Natural language region descriptions:
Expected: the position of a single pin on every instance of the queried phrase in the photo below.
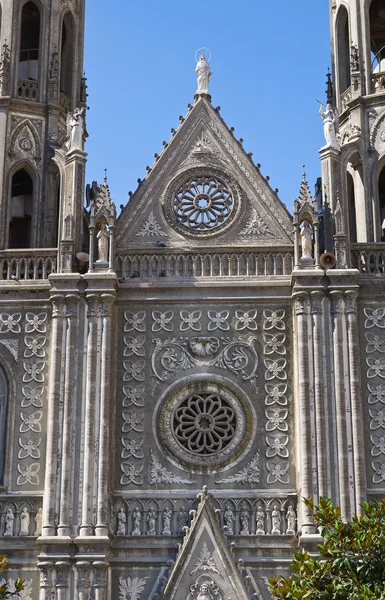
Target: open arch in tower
(22, 198)
(29, 42)
(343, 49)
(67, 55)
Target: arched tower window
(381, 201)
(67, 55)
(3, 420)
(21, 210)
(351, 209)
(29, 42)
(343, 50)
(377, 35)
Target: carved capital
(72, 306)
(107, 305)
(336, 305)
(316, 302)
(58, 306)
(301, 303)
(351, 302)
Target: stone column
(46, 587)
(301, 305)
(356, 400)
(100, 580)
(68, 415)
(62, 579)
(83, 581)
(103, 511)
(91, 394)
(340, 400)
(54, 399)
(319, 391)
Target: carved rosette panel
(276, 396)
(29, 467)
(374, 324)
(132, 424)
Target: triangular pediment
(204, 190)
(204, 569)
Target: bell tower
(353, 170)
(42, 104)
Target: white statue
(103, 238)
(76, 129)
(167, 514)
(331, 123)
(24, 522)
(182, 519)
(275, 521)
(245, 522)
(9, 519)
(229, 520)
(39, 522)
(307, 240)
(291, 519)
(151, 520)
(260, 520)
(136, 518)
(121, 530)
(204, 74)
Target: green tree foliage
(351, 561)
(4, 589)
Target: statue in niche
(103, 238)
(204, 73)
(151, 520)
(24, 522)
(260, 520)
(229, 520)
(245, 522)
(331, 123)
(9, 520)
(275, 521)
(136, 518)
(76, 129)
(39, 522)
(182, 519)
(291, 519)
(307, 240)
(167, 514)
(122, 519)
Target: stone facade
(174, 381)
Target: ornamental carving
(202, 201)
(205, 424)
(174, 354)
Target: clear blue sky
(269, 60)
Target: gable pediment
(204, 569)
(204, 190)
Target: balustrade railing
(189, 265)
(369, 258)
(23, 265)
(27, 90)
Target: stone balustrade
(27, 90)
(23, 265)
(241, 516)
(369, 258)
(190, 265)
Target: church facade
(173, 381)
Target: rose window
(204, 423)
(203, 203)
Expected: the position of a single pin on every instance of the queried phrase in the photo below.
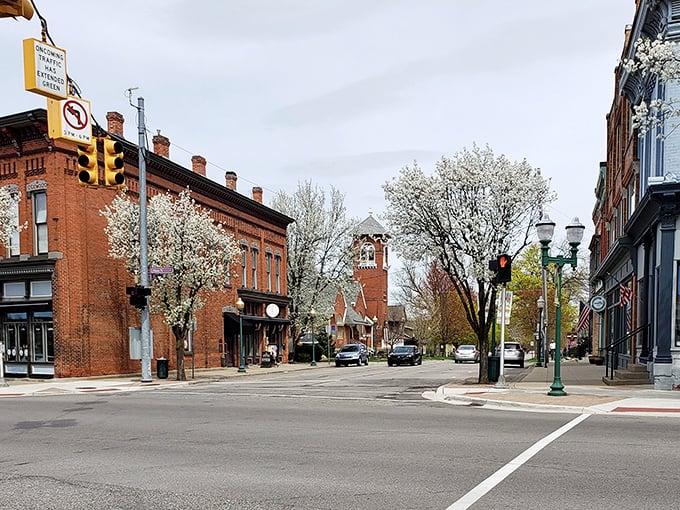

● **What you need to do**
For this exercise, return every entry verbatim and omit all pictures.

● **Exercise answer**
Expected: the position of a single pin on every instance of the queried phrase in the photo below.
Target: open arch in tower
(22, 198)
(29, 42)
(343, 49)
(67, 55)
Target: arched tower window
(381, 201)
(67, 55)
(3, 420)
(21, 210)
(351, 209)
(29, 42)
(343, 50)
(377, 35)
Target: carved capital
(72, 306)
(107, 305)
(336, 305)
(316, 302)
(58, 306)
(301, 303)
(351, 302)
Target: stone column
(46, 587)
(301, 305)
(356, 400)
(100, 580)
(68, 415)
(62, 579)
(83, 581)
(103, 511)
(91, 394)
(340, 400)
(54, 399)
(319, 391)
Target: carved rosette panel
(276, 396)
(29, 467)
(374, 324)
(132, 424)
Target: triangular pediment
(204, 190)
(204, 569)
Target: bell tower
(353, 170)
(42, 104)
Target: white statue
(103, 238)
(76, 129)
(167, 514)
(331, 123)
(24, 522)
(182, 519)
(275, 521)
(245, 522)
(9, 519)
(229, 520)
(39, 522)
(307, 240)
(291, 519)
(151, 520)
(260, 520)
(136, 518)
(121, 530)
(204, 74)
Target: green tree foliage
(351, 561)
(4, 589)
Target: statue in niche
(103, 238)
(204, 73)
(151, 520)
(24, 522)
(260, 520)
(229, 520)
(245, 522)
(331, 123)
(9, 520)
(275, 521)
(136, 518)
(76, 129)
(39, 522)
(182, 519)
(291, 519)
(307, 240)
(167, 514)
(122, 519)
Target: stone facade
(174, 381)
Target: ornamental carving
(202, 201)
(205, 424)
(174, 354)
Target: clear blue sky
(269, 60)
Target: gable pediment
(204, 569)
(204, 190)
Target: balustrade railing
(189, 265)
(369, 258)
(23, 265)
(27, 90)
Target: stone balustrade
(27, 90)
(23, 265)
(241, 516)
(369, 258)
(190, 265)
Target: church facade
(173, 381)
Target: rose window
(204, 423)
(203, 203)
Expected: the position of a single pin on every instance of the queried phrase in the photo below.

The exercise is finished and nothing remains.